▶ Task statement
Find the line containing "Query: mine cart" in the listing below. Repeat it exactly, along with each following line up to and including the one containing "<point>291,591</point>".

▶ Records
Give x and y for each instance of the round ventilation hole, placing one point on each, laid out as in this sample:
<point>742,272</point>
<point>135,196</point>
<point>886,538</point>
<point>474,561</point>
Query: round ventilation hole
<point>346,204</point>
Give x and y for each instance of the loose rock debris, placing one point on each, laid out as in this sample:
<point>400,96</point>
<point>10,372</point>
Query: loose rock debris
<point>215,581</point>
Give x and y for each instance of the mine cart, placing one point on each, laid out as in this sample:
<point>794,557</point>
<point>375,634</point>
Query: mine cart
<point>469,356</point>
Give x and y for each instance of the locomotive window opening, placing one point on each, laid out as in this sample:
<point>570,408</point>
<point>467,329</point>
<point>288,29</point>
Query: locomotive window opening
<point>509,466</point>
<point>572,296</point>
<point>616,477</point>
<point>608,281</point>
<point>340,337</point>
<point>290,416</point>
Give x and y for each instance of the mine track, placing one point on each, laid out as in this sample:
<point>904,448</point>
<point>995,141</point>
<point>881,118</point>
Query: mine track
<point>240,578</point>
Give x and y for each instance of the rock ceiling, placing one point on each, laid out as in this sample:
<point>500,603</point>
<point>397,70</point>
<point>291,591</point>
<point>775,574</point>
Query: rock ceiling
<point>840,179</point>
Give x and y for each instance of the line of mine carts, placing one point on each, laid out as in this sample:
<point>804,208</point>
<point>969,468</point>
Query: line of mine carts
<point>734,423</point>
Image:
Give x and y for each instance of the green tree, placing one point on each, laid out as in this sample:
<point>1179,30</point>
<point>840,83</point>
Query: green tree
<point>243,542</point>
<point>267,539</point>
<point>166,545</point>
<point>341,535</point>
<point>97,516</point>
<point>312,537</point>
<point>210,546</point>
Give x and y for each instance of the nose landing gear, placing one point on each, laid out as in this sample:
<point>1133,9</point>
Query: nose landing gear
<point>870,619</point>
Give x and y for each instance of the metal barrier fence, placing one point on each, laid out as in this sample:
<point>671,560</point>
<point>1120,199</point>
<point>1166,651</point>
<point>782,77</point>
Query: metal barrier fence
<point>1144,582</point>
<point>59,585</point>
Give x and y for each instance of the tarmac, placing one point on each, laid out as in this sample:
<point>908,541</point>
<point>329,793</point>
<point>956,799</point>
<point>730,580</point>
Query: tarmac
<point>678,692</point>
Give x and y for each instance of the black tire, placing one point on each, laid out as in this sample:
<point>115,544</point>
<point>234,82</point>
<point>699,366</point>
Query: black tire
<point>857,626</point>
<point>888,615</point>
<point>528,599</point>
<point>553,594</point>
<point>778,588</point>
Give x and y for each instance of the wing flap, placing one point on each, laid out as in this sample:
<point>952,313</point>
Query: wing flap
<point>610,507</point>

▶ Exercise answer
Query: mine cart
<point>469,356</point>
Give x and y for each instance of the locomotive window opening, placing one point on each, laid out as in this sample:
<point>570,408</point>
<point>467,329</point>
<point>288,29</point>
Query: locomotive window opening
<point>509,466</point>
<point>572,296</point>
<point>616,477</point>
<point>608,281</point>
<point>340,337</point>
<point>290,416</point>
Give x and y for each instance of the mine track, placing one point on each, laid out as in this sample:
<point>904,448</point>
<point>995,141</point>
<point>881,118</point>
Query: mine track
<point>240,578</point>
Give x and y for each instance of the rock ceiling, placing one point on each, laid out as in this sample:
<point>500,603</point>
<point>397,70</point>
<point>291,591</point>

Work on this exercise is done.